• _Passage shown_
※

The Tedeschi Trucks Band () is an American blues and blues rock group based in Jacksonville, Florida. Formed in 2010, the band is led by married couple Susan Tedeschi and Derek Trucks. Their debut album, Revelator (2011), won the 2012 Grammy Award for Best Blues Album. The band has released five studio and three live albums.

History
After touring together in 2007 as the Derek Trucks & Susan Tedeschi's Soul Stew Revival, the couple merged their respective groups to form the Tedeschi Trucks Band in 2010. Their first concert was on April 1, 2010, at the Savannah Music Festival.

The first Tedeschi Trucks Band album, Revelator, was released on June 7, 2011.  The album peaked at No. 92 on the Canadian Albums Chart, No. 164 in the UK Albums Chart and won a Grammy Award for Best Blues Album.

Their second album, Everybody's Talkin', was recorded live and released in May 2012.

In 2013, the band was nominated for the Blues Music Awards and released their third album, Made Up Mind.

The band gave a Joe Cocker Mad Dogs and Englishmen tribute concert at the 2015 Lockn' Festival featuring alumni musicians from that album including Leon Russell, Claudia Lennear and Dave Mason.

The band's first three albums were published by Sony Masterworks, but their 2016 album, Let Me Get By, was released on Fantasy Records. Produced by Trucks, the album debuted at number 15 on the Billboard 200 album sales chart. In 2017, Tedeschi Trucks Band released a full-length concert film and album recorded in Oakland, CA, Live from the Fox Oakland.

The fourth studio album, Signs, was released on February 15, 2019, on Fantasy Records and Concord. On January 9, 2019, the band announced tour dates through August 2019. Signs was chosen as a 'Favorite Blues Album' by AllMusic.

Layla Revisited (Live at LOCKN') was announced on May 7, 2021. The album is a one-time live recording of the Derek and the Dominos album Layla and Other Assorted Love Songs performed in full with Trey Anastasio. Recorded on August 24, 2019 at the LOCKN' Festival in Arrington, VA, the album was released on July 16, 2021.

※

• _Records provided_
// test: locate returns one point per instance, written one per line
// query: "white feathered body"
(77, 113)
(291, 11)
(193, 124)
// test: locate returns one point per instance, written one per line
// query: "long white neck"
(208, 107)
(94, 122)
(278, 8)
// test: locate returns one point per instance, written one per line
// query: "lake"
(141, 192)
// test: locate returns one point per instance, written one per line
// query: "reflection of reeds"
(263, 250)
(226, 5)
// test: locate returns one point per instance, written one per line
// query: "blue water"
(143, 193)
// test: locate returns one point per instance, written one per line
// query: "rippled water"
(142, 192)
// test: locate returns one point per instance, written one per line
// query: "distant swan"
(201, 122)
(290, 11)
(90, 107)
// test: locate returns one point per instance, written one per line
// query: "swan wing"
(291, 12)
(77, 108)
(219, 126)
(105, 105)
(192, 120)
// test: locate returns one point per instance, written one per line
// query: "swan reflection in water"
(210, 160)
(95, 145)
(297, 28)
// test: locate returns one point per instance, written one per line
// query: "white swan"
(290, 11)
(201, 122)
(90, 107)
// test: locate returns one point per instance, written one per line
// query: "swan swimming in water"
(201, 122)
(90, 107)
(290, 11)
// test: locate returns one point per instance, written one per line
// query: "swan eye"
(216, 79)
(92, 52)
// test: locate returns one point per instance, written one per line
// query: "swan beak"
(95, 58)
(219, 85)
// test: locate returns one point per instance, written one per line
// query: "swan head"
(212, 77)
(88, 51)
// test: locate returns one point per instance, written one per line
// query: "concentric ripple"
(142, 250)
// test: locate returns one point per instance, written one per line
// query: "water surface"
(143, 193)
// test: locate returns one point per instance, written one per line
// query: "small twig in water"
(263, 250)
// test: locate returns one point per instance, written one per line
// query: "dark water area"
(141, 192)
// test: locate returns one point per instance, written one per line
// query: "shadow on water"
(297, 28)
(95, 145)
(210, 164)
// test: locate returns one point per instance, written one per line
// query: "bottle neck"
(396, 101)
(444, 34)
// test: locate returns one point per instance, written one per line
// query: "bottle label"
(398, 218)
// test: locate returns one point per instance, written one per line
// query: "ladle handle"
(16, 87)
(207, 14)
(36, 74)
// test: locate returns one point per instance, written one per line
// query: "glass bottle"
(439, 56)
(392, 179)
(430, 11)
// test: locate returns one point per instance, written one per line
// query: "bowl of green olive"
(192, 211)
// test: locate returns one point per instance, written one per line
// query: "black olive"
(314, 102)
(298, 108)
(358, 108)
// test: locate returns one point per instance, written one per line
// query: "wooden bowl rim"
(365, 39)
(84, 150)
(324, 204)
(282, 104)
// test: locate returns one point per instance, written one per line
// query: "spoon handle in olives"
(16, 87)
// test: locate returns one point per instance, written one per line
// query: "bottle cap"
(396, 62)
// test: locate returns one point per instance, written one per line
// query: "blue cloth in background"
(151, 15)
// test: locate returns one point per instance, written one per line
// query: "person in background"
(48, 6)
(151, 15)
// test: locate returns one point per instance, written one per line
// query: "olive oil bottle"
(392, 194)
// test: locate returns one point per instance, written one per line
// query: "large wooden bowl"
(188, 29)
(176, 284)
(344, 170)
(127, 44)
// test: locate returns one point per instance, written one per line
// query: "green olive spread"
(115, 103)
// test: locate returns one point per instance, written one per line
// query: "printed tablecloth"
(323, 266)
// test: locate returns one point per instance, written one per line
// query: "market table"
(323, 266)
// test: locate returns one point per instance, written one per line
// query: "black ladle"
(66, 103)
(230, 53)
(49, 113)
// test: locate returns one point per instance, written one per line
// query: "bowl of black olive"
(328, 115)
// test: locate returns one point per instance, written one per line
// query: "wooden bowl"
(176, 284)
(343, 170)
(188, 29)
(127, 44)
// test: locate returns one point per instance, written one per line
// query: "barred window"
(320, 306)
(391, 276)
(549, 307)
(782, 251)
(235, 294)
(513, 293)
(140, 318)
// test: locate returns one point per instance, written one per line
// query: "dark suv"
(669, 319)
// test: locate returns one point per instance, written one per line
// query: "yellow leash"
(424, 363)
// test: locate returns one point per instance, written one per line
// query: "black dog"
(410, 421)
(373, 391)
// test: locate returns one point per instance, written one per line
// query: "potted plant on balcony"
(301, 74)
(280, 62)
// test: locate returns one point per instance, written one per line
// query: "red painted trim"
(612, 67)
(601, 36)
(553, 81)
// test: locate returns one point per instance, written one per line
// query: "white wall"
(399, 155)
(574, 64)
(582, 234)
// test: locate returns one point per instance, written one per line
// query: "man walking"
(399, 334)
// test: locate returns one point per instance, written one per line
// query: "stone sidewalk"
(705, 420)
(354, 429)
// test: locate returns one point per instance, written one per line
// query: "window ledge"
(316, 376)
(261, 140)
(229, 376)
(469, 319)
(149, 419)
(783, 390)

※

• _The exercise_
According to the Tedeschi Trucks Band passage, at which festival did the band play its first concert? The entries come from a different source than the Tedeschi Trucks Band passage.

• _Final result_
The Savannah Music Festival.